The above plot also shows the trend modeled through Loess method for the data provided.

2.1.2 Boxplot

The plot shows the details about pregnancies and its distribution across the age of the subjects with diabetes outcome

p2<-ggplot(diab,aes(x=Age,y=Pregnancies))+geom_boxplot(aes(fill=Outcome))+facet_wrap(Outcome~.)
ggplotly(p2)

2.1.3 Density Plot

Through the density plot we can find the distribution of univariate variables in our case the pregnancies of the test subjects

p3<-ggplot(diab,aes(x=Pregnancies))+geom_density(aes(fill=Outcome),alpha=0.6)+
  geom_vline(aes(xintercept=mean(Pregnancies)),
            color="blue", linetype="dashed", size=1)+facet_grid(.~Outcome)+scale_fill_aaas()
ggplotly(p3)

2.2 Relation between Glucose, Blood Pressure, Age, Pregnancy

2.2.1 Scatter Plot

p3<-ggplot(diab,aes(x=Age, y=Pregnancies, size=Glucose, fill=BloodPressure))+geom_point(alpha=0.2)+
  facet_grid(.~Outcome)+geom_jitter(width = 0.4)+scale_x_continuous(limits = c(18, 80))+scale_fill_material("red")
ggplotly(p3)

Material shown:
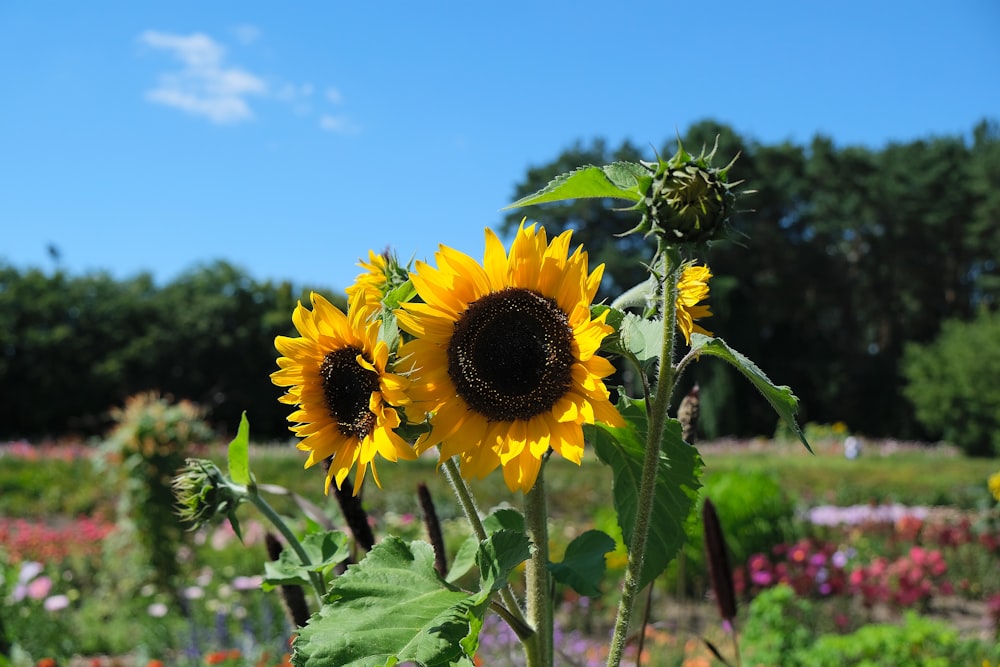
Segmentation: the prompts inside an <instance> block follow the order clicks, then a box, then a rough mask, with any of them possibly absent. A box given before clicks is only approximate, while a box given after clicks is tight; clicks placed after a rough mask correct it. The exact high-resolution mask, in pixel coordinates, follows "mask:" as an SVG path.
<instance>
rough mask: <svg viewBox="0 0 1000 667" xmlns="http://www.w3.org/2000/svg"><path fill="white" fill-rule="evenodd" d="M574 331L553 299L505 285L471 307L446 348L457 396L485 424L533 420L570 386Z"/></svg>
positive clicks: (567, 317)
mask: <svg viewBox="0 0 1000 667" xmlns="http://www.w3.org/2000/svg"><path fill="white" fill-rule="evenodd" d="M572 342H573V329H572V327H570V325H569V318H568V317H567V316H566V313H564V312H563V311H562V309H561V308H559V306H558V305H557V304H556V302H555V301H553V300H552V299H547V298H545V297H544V296H542V295H541V294H538V293H537V292H532V291H531V290H527V289H522V288H516V287H508V288H507V289H505V290H501V291H499V292H493V293H491V294H488V295H486V296H484V297H482V298H481V299H477V300H476V301H473V302H472V303H471V304H469V307H468V308H467V309H466V311H465V312H464V313H462V316H461V317H460V318H459V319H458V321H457V322H455V331H454V333H453V334H452V337H451V342H450V343H449V345H448V375H449V376H450V377H451V380H452V382H454V383H455V388H456V389H457V391H458V395H459V396H461V397H462V399H464V400H465V402H466V403H467V404H468V405H469V407H470V408H472V409H473V410H475V411H476V412H478V413H480V414H481V415H483V416H485V417H486V418H487V419H488V420H489V421H513V420H515V419H525V420H526V419H531V418H532V417H534V416H535V415H538V414H541V413H543V412H546V411H547V410H549V409H551V408H552V406H553V405H555V403H556V401H558V400H559V399H560V398H562V396H563V395H564V394H565V393H566V392H567V391H568V390H569V388H570V385H571V384H572V375H571V369H572V367H573V361H574V358H573V347H572Z"/></svg>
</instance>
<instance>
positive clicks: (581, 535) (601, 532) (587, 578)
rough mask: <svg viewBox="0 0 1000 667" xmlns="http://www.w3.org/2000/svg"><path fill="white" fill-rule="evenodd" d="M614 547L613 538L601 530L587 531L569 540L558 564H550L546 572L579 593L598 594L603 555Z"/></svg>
mask: <svg viewBox="0 0 1000 667" xmlns="http://www.w3.org/2000/svg"><path fill="white" fill-rule="evenodd" d="M614 550H615V541H614V539H613V538H612V537H611V536H610V535H608V534H607V533H605V532H603V531H600V530H588V531H587V532H585V533H583V534H582V535H578V536H577V537H576V539H574V540H573V541H572V542H570V543H569V546H568V547H566V554H565V555H564V556H563V559H562V561H561V562H559V563H549V572H551V573H552V576H553V577H554V578H555V580H556V581H558V582H559V583H560V584H566V585H567V586H570V587H572V588H573V590H574V591H576V592H577V593H579V594H580V595H585V596H587V597H597V596H598V595H600V594H601V590H600V589H599V588H598V584H600V582H601V578H602V577H604V570H605V569H606V563H605V561H604V554H606V553H608V552H609V551H614Z"/></svg>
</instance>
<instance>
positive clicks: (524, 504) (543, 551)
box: [524, 458, 553, 667]
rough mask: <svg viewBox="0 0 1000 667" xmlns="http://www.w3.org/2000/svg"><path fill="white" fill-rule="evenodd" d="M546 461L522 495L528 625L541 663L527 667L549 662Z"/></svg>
mask: <svg viewBox="0 0 1000 667" xmlns="http://www.w3.org/2000/svg"><path fill="white" fill-rule="evenodd" d="M545 461H546V459H544V458H543V459H542V464H541V466H540V467H539V469H538V478H537V479H536V480H535V485H534V486H533V487H531V490H530V491H528V493H527V494H525V496H524V523H525V527H526V528H527V530H528V539H530V540H531V544H532V549H531V559H530V560H529V561H528V565H527V568H526V579H527V580H526V585H527V593H526V597H527V602H528V624H529V625H531V627H533V628H534V629H535V637H536V638H537V642H538V647H539V653H540V655H539V658H540V662H537V663H530V662H529V663H528V664H529V667H534V665H535V664H537V665H545V666H550V665H552V657H553V655H552V631H553V623H552V584H551V580H550V578H549V527H548V512H547V509H546V502H547V501H546V498H545Z"/></svg>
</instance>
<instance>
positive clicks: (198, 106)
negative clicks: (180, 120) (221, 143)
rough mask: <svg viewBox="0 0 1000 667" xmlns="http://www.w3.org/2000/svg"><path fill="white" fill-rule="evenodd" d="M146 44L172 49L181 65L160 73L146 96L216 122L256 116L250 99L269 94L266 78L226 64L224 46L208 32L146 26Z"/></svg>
mask: <svg viewBox="0 0 1000 667" xmlns="http://www.w3.org/2000/svg"><path fill="white" fill-rule="evenodd" d="M139 41H140V42H142V43H143V44H145V45H146V46H148V47H150V48H154V49H159V50H163V51H167V52H169V53H171V54H172V55H173V56H174V58H176V59H177V60H178V61H180V63H181V65H182V67H181V69H179V70H177V71H173V72H167V73H165V74H162V75H160V77H159V80H158V82H157V86H156V87H155V88H153V89H152V90H149V91H147V92H146V99H148V100H149V101H150V102H153V103H156V104H163V105H166V106H169V107H173V108H175V109H180V110H182V111H185V112H187V113H190V114H193V115H196V116H202V117H204V118H207V119H208V120H210V121H212V122H213V123H219V124H227V123H238V122H240V121H244V120H249V119H251V118H253V110H252V109H251V108H250V104H249V103H248V101H247V99H248V98H249V97H250V96H253V95H266V94H267V93H268V84H267V82H266V81H264V79H262V78H260V77H258V76H256V75H254V74H252V73H250V72H248V71H246V70H243V69H240V68H238V67H230V66H226V64H225V55H226V50H225V48H224V47H223V46H222V45H221V44H219V43H218V42H216V41H215V40H213V39H212V38H211V37H209V36H208V35H204V34H201V33H195V34H193V35H174V34H170V33H165V32H158V31H155V30H147V31H146V32H144V33H142V34H141V35H140V36H139Z"/></svg>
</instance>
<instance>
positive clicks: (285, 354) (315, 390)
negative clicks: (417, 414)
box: [271, 291, 416, 495]
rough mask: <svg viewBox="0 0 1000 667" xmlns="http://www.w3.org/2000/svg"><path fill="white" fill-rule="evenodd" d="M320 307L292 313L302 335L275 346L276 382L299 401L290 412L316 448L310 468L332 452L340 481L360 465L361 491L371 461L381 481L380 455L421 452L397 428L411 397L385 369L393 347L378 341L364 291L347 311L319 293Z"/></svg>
mask: <svg viewBox="0 0 1000 667" xmlns="http://www.w3.org/2000/svg"><path fill="white" fill-rule="evenodd" d="M310 299H311V301H312V306H313V309H312V310H309V309H308V308H306V307H305V306H303V305H302V304H301V303H299V305H298V307H296V309H295V312H294V313H292V321H293V322H294V324H295V328H296V329H297V330H298V332H299V333H300V334H301V335H302V336H301V337H300V338H289V337H287V336H278V337H277V338H275V339H274V345H275V347H276V348H278V351H279V352H280V353H281V354H283V355H284V356H282V357H279V358H278V366H279V367H280V370H277V371H275V372H274V373H272V374H271V381H272V382H274V384H276V385H278V386H280V387H289V389H288V391H287V393H286V394H285V395H284V396H282V397H281V398H280V399H279V400H280V401H281V402H282V403H288V404H290V405H296V406H298V409H297V410H295V412H293V413H292V414H291V415H289V417H288V421H290V422H295V423H296V425H294V426H291V427H290V428H291V430H292V431H293V432H294V433H295V434H296V435H298V436H300V437H301V438H303V439H302V441H301V442H299V444H298V448H299V449H301V450H304V451H308V452H309V459H308V460H307V461H306V463H305V467H306V468H308V467H310V466H312V465H315V464H316V463H318V462H319V461H323V460H324V459H327V458H330V457H332V460H331V463H330V468H329V471H328V472H327V476H326V491H327V493H329V491H330V483H331V481H333V482H335V483H336V485H337V488H340V486H341V484H343V482H344V479H345V478H346V477H347V475H348V473H349V472H350V471H351V469H352V468H353V467H354V465H355V464H357V466H358V474H357V479H356V480H355V482H354V494H355V495H357V493H358V491H360V489H361V484H362V483H363V482H364V478H365V473H366V471H367V469H368V467H369V466H371V470H372V477H373V478H375V483H376V484H378V485H379V486H381V483H380V482H379V479H378V472H377V471H376V470H375V455H376V454H379V455H381V456H382V458H384V459H387V460H389V461H395V460H397V459H398V458H405V459H413V458H416V454H415V453H414V451H413V449H412V447H410V446H409V445H408V444H407V443H406V442H405V441H404V440H403V439H402V438H400V437H399V436H398V435H396V433H395V432H394V431H393V429H394V428H396V427H398V426H399V425H400V422H401V419H400V416H399V414H398V413H397V411H396V408H395V406H402V405H405V404H406V403H407V402H408V398H407V395H406V385H407V381H406V379H405V378H403V377H400V376H398V375H394V374H393V373H389V372H387V371H386V364H387V362H388V358H389V350H388V348H387V347H386V344H385V343H384V342H382V341H380V340H378V330H379V323H378V321H374V322H372V321H369V320H368V317H367V314H366V313H367V311H366V309H365V307H364V301H363V299H364V295H363V294H362V293H361V292H360V291H359V292H357V293H355V294H354V298H353V299H352V300H351V306H350V308H349V309H348V314H347V315H345V314H344V313H342V312H341V311H340V309H338V308H337V307H336V306H334V305H333V304H331V303H330V302H329V301H327V300H326V299H324V298H323V297H322V296H320V295H319V294H315V293H313V294H312V295H311V296H310Z"/></svg>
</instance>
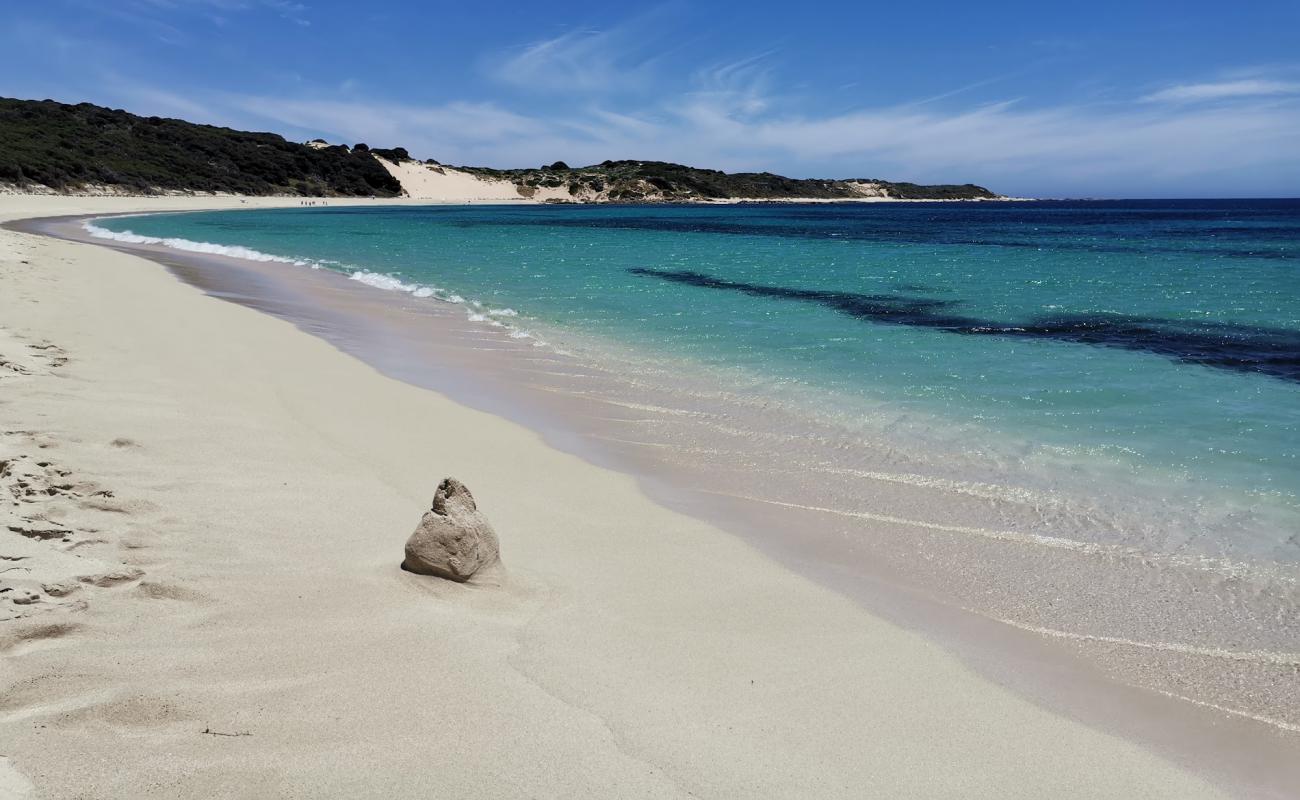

Exercise tasks:
1: From the diabetes plotting walkthrough above, copy the part that opens with the words containing "2.1.2 Boxplot" and closes with "ggplotly(p2)".
2: In the diabetes plotting walkthrough, what color is the dashed vertical line drawn at the mean of Pregnancies in the density plot?
3: Decide whether each statement agrees with the diabetes plotting walkthrough. Answer yes or no, and quote the deciding words.
(a) The boxplot is split into facets by Outcome.
(b) The density plot fills use an alpha of 0.2.
(c) The scatter plot limits the x axis to the range 18 to 80.

Replies:
1:
2.1.2 Boxplot

The plot shows the details about pregnancies and its distribution across the age of the subjects with diabetes outcome

p2<-ggplot(diab,aes(x=Age,y=Pregnancies))+geom_boxplot(aes(fill=Outcome))+facet_wrap(Outcome~.)
ggplotly(p2)

2: Blue.

3:
(a) Yes: "facet_wrap(Outcome~.)"
(b) No: "alpha=0.6"
(c) Yes: "scale_x_continuous(limits = c(18, 80))"